Chi ha fatto il turno di notte per impedire l’ arresto del cuore del mondo? Noi, i poeti. Lontano da li’, dall’urgenza di fraternità nell’oppressione, il turno di notte torna a essere di competenza delle stelle.
E’ stata questa frase del poeta bosniaco Izet Sarajlic a dare lo spunto per il racconto Il turno di notte lo fanno le stelle di Erri De Luca, divenuto un film di ventitré minuti grazie alla regia di Edoardo Ponti. Il film, già particolarmente apprezzato in Italia e all’estero, sarà proiettato in anteprima per il Nord America al Tribeca Film Festival, manifestazione voluta da Robert De Niro, in programma a New York dal 17 al 28 aprile.
Già presentato in prima mondiale all’ultimo Festival Internazionale del Film di Roma, Il turno di notte lo fanno le stelle era anche entrato nella short-list degli 11 titoli che si sono contesi la nomination agli ultimi Oscar per il migliore cortometraggio.

◆ **COMPITO 1**
Ripeti il passo dell'estratto da "Già presentato in" fino a "il migliore cortometraggio." compreso.
◆ **COMPITO 2**
Rispondi in base all'estratto:
(a) Chi ha firmato la regia del film?
(b) Quanto dura il film?
(c) Dove è stato presentato in prima mondiale?

◆ **VOCI ELENCATE**
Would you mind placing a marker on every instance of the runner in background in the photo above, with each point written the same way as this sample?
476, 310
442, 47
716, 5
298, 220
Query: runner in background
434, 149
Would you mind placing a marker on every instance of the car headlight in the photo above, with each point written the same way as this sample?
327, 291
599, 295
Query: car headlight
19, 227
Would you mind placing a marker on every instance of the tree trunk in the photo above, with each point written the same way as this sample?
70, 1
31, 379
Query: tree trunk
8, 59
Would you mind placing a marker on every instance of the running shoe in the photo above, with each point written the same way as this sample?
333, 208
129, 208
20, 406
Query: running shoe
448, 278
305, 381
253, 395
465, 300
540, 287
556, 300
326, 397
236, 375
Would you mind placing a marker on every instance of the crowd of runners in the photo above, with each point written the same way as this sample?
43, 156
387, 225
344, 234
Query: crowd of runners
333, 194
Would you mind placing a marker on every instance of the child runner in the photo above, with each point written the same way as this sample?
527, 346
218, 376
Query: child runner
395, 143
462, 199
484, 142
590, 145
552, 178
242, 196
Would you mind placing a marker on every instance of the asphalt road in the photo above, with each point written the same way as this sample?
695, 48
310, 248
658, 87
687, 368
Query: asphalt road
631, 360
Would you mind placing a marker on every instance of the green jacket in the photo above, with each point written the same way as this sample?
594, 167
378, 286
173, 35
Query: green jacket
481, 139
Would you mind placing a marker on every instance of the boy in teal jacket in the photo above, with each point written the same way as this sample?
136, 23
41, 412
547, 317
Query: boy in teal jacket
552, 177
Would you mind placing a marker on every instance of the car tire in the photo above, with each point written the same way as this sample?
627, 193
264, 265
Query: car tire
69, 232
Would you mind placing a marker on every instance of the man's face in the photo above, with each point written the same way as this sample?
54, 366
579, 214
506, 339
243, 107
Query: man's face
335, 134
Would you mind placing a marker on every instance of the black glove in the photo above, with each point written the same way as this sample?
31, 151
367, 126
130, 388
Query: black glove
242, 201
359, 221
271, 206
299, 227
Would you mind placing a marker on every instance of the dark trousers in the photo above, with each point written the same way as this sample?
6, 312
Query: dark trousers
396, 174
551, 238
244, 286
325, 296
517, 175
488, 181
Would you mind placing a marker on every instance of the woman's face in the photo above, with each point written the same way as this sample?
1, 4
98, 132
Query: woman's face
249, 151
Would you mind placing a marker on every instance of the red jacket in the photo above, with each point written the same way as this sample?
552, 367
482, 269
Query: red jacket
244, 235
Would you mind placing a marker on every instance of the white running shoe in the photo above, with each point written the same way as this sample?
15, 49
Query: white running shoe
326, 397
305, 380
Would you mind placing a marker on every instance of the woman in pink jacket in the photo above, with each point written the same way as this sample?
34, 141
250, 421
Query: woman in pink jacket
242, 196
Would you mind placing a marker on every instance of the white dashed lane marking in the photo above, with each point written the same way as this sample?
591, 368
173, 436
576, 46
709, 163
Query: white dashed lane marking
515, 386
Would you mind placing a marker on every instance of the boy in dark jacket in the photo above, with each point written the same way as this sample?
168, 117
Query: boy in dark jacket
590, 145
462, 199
...
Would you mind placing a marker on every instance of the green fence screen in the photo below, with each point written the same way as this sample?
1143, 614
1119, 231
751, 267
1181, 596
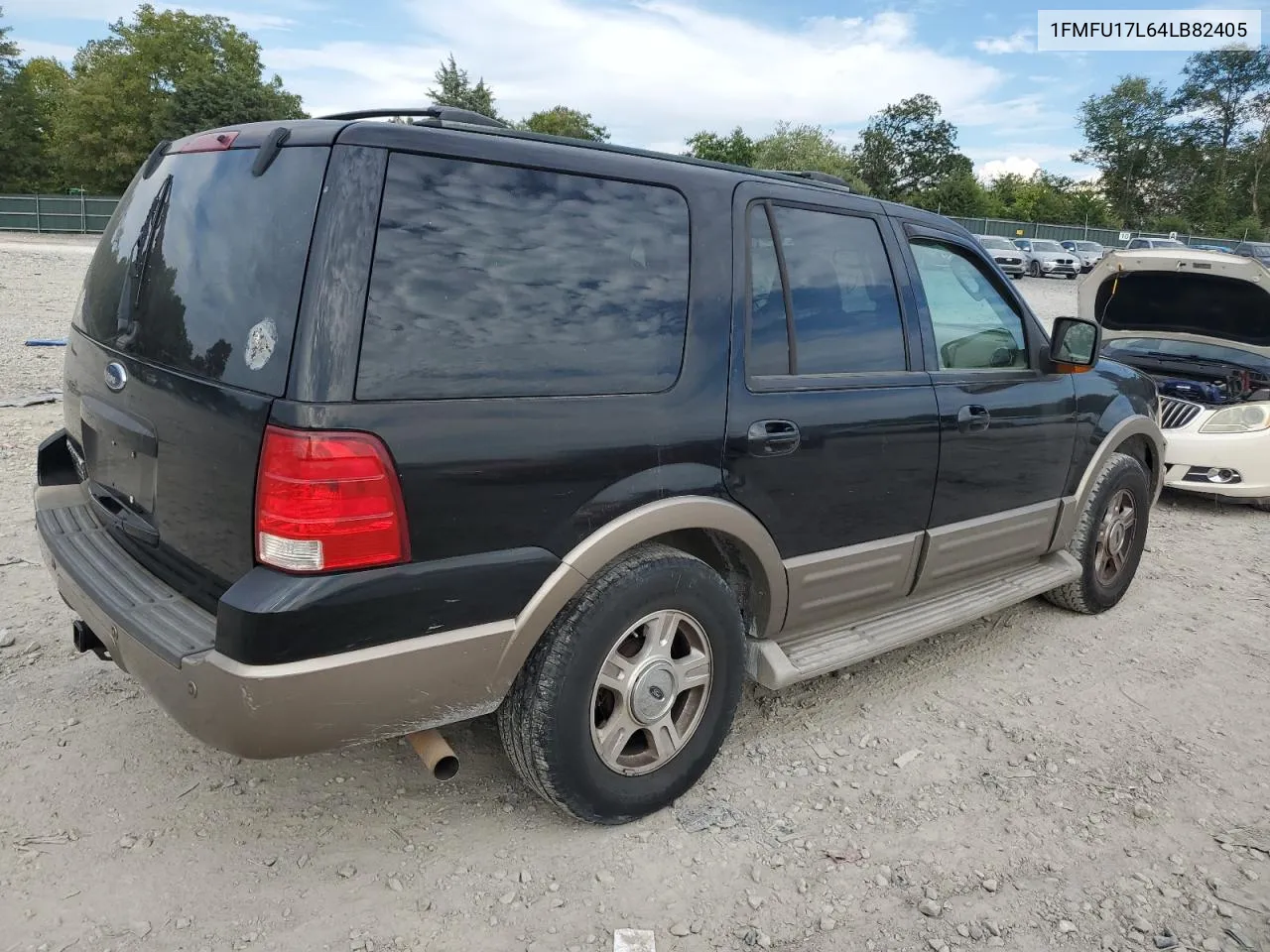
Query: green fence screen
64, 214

◆ **LA TUA RISPOSTA 1**
Già presentato in prima mondiale all’ultimo Festival Internazionale del Film di Roma, Il turno di notte lo fanno le stelle era anche entrato nella short-list degli 11 titoli che si sono contesi la nomination agli ultimi Oscar per il migliore cortometraggio.

◆ **LA TUA RISPOSTA 2**
(a) Edoardo Ponti.
(b) Ventitré minuti.
(c) All'ultimo Festival Internazionale del Film di Roma.